Data supplied:
* Begin *
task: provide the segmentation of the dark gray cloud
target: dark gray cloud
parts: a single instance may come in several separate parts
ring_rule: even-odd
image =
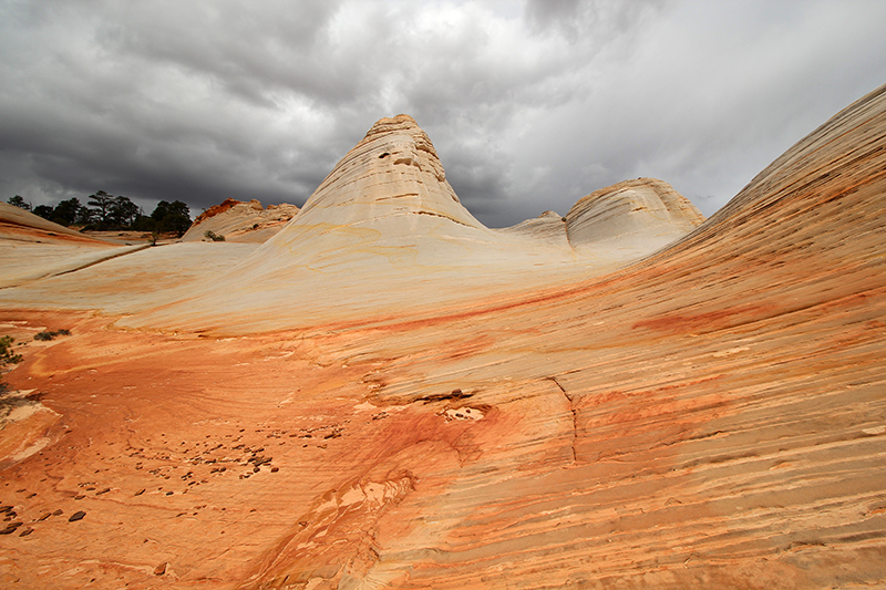
[[[629,177],[710,215],[886,82],[886,4],[0,0],[0,198],[302,204],[413,115],[509,225]]]

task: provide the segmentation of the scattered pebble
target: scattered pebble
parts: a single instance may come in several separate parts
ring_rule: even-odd
[[[9,535],[11,532],[16,532],[16,529],[18,529],[21,525],[22,522],[10,522],[9,525],[7,525],[4,529],[0,529],[0,535]]]

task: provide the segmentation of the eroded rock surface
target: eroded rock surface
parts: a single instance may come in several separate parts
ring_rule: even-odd
[[[212,241],[207,231],[225,241],[243,241],[261,244],[298,215],[298,207],[284,203],[281,205],[261,206],[256,199],[243,203],[226,199],[215,207],[209,207],[194,220],[194,224],[182,237],[182,241]]]
[[[60,417],[42,426],[54,443],[2,472],[4,587],[886,583],[886,89],[639,262],[597,271],[555,238],[539,260],[584,272],[562,280],[496,267],[498,255],[427,252],[492,245],[525,263],[514,245],[566,222],[475,225],[409,121],[377,127],[240,259],[255,287],[222,281],[230,297],[190,300],[206,332],[186,329],[187,301],[121,330],[119,315],[25,309],[14,297],[35,288],[3,290],[17,339],[72,331],[29,344],[7,375]],[[402,154],[378,153],[389,131],[411,137]],[[418,178],[437,188],[405,195]],[[364,184],[341,200],[339,179]],[[391,201],[360,200],[385,184]],[[374,215],[333,215],[349,204]],[[422,237],[398,232],[410,224]],[[636,229],[624,227],[614,236]],[[434,268],[470,286],[465,270],[483,265],[488,291],[439,294]],[[299,268],[363,289],[306,303]],[[518,284],[496,290],[496,268]],[[389,288],[408,296],[373,277],[401,277]],[[374,301],[357,317],[361,293]],[[267,320],[272,306],[238,302],[249,297],[288,308]]]

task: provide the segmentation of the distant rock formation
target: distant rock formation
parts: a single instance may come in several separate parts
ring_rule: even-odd
[[[43,244],[111,246],[110,242],[103,239],[60,226],[54,221],[43,219],[39,215],[7,203],[0,203],[0,239]]]
[[[618,252],[628,260],[653,252],[703,221],[701,211],[668,183],[637,178],[595,190],[566,217],[545,211],[499,231],[573,248],[581,256]]]
[[[638,178],[579,199],[566,214],[566,232],[579,251],[608,244],[649,253],[703,221],[701,211],[668,183]]]
[[[667,185],[490,230],[373,130],[261,246],[0,289],[0,587],[884,587],[886,86],[639,260]]]
[[[227,329],[244,322],[244,328],[271,329],[321,317],[350,322],[392,309],[429,313],[465,298],[611,271],[684,236],[701,220],[660,180],[617,185],[608,193],[583,199],[567,221],[548,211],[513,228],[490,229],[461,204],[415,121],[382,118],[297,217],[203,287],[205,293],[125,322],[167,328],[224,322]],[[214,220],[258,211],[248,204],[222,209],[195,224],[190,239],[200,239]],[[616,214],[629,220],[619,221]],[[595,232],[601,239],[595,240]],[[195,292],[200,289],[195,286]],[[296,299],[297,307],[290,303]],[[220,310],[227,310],[224,320]]]
[[[182,241],[212,241],[207,231],[224,236],[226,241],[260,244],[277,234],[298,215],[298,207],[284,203],[268,205],[267,209],[257,199],[243,203],[225,199],[203,211],[182,237]]]

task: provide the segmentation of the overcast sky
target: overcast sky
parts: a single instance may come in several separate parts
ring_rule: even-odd
[[[638,176],[705,215],[886,83],[886,2],[0,0],[0,199],[302,205],[380,117],[492,227]]]

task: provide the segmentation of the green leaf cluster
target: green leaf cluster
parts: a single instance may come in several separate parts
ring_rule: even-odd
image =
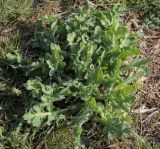
[[[149,61],[140,59],[137,38],[117,9],[90,6],[38,21],[31,41],[36,56],[7,54],[8,65],[26,78],[30,103],[24,120],[35,127],[71,121],[78,144],[89,120],[110,138],[128,133],[129,110]]]

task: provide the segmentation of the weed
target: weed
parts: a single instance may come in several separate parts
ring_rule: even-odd
[[[5,103],[8,110],[17,103],[22,108],[12,118],[16,128],[21,122],[40,129],[69,121],[78,148],[90,119],[107,129],[109,139],[130,132],[128,112],[149,60],[140,59],[137,35],[120,15],[117,7],[106,11],[92,5],[64,19],[45,16],[37,23],[32,55],[6,54],[3,65],[15,72],[9,91],[16,100]]]

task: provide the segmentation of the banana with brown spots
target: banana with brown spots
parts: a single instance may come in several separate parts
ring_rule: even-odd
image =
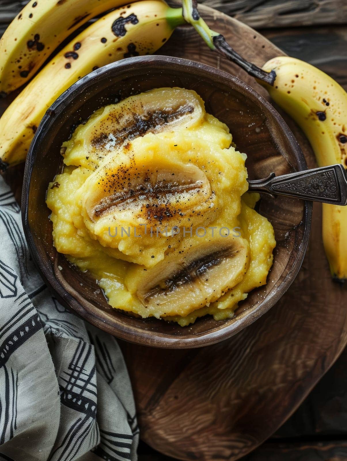
[[[43,68],[0,118],[0,169],[25,160],[46,111],[73,83],[115,61],[154,53],[184,23],[182,8],[143,0],[112,12],[85,29]]]

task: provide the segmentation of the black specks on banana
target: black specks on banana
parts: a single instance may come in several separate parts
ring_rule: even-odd
[[[184,22],[181,8],[143,0],[112,12],[85,29],[43,68],[0,119],[3,169],[25,160],[46,111],[73,83],[110,63],[153,53]]]
[[[208,306],[239,283],[247,270],[249,254],[249,244],[243,238],[218,236],[195,241],[188,251],[168,254],[146,271],[133,265],[125,284],[147,315],[178,312],[185,316],[197,306]]]
[[[0,93],[26,83],[78,27],[124,4],[124,0],[31,0],[0,40]]]
[[[308,138],[319,166],[347,167],[347,93],[323,72],[288,56],[263,66],[274,71],[271,98],[296,122]],[[347,207],[323,204],[323,241],[334,279],[347,278]]]

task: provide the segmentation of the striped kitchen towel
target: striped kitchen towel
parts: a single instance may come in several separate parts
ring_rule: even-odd
[[[50,294],[1,177],[0,244],[0,460],[136,460],[135,406],[117,342]]]

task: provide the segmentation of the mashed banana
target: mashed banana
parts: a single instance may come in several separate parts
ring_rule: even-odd
[[[54,245],[113,307],[185,325],[232,317],[266,283],[272,227],[245,194],[245,155],[194,91],[103,107],[61,152],[47,197]]]

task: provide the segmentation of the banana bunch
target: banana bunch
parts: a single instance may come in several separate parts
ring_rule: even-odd
[[[124,4],[124,0],[30,0],[0,41],[0,93],[13,91],[28,81],[78,27]]]
[[[302,129],[318,166],[341,163],[347,167],[347,93],[314,66],[287,56],[263,66],[274,71],[273,86],[260,83]],[[347,207],[323,204],[323,235],[333,278],[347,278]]]
[[[30,68],[27,77],[23,77],[24,80],[29,78],[44,60],[45,49],[48,55],[48,49],[53,51],[74,27],[97,14],[100,8],[104,10],[117,6],[121,1],[42,2],[43,12],[37,14],[37,18],[35,14],[36,11],[38,13],[40,6],[38,2],[30,2],[23,9],[21,16],[19,15],[21,17],[14,20],[0,41],[0,49],[4,53],[0,55],[2,90],[6,92],[20,84],[22,81],[17,78],[20,66],[25,70],[26,75]],[[71,4],[73,6],[72,15]],[[88,12],[86,4],[89,8]],[[73,21],[71,24],[69,18],[75,18],[76,22],[77,12],[78,18],[82,18],[77,25]],[[29,17],[33,14],[29,21],[27,20],[28,13]],[[16,21],[21,25],[16,26]],[[73,83],[114,61],[154,53],[170,37],[175,28],[184,22],[182,8],[171,8],[160,0],[143,0],[112,11],[86,29],[43,67],[0,118],[0,169],[25,160],[46,111]],[[26,29],[23,27],[24,24]],[[25,50],[25,47],[30,50]]]

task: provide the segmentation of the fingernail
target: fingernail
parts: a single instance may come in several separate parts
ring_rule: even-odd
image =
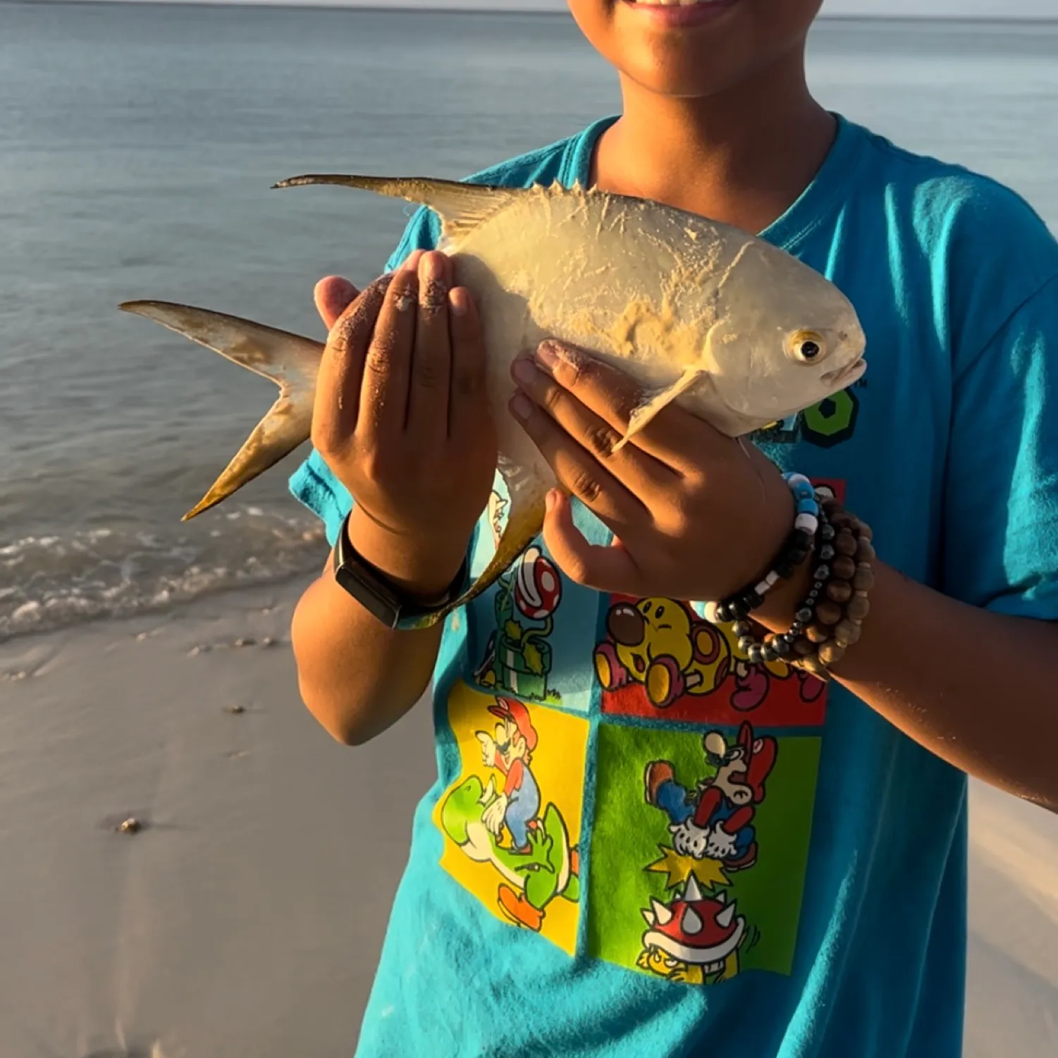
[[[444,260],[439,254],[426,254],[422,262],[422,273],[427,282],[443,282]]]
[[[519,390],[511,398],[511,412],[515,419],[528,419],[532,415],[532,401]]]
[[[536,347],[536,362],[551,370],[559,362],[559,347],[553,342],[541,342]]]
[[[511,373],[518,382],[524,382],[526,385],[530,385],[536,381],[536,368],[533,367],[532,361],[527,360],[525,357],[519,357],[514,361]]]
[[[449,291],[449,308],[454,316],[467,315],[470,305],[467,302],[467,291],[462,287]]]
* End *
Instructions to follow:
Locate every line in the rows above that contains the word "spots" and copy each of those lines in full.

Output for this task:
task: provide the segmentation of the banana with brown spots
target: banana with brown spots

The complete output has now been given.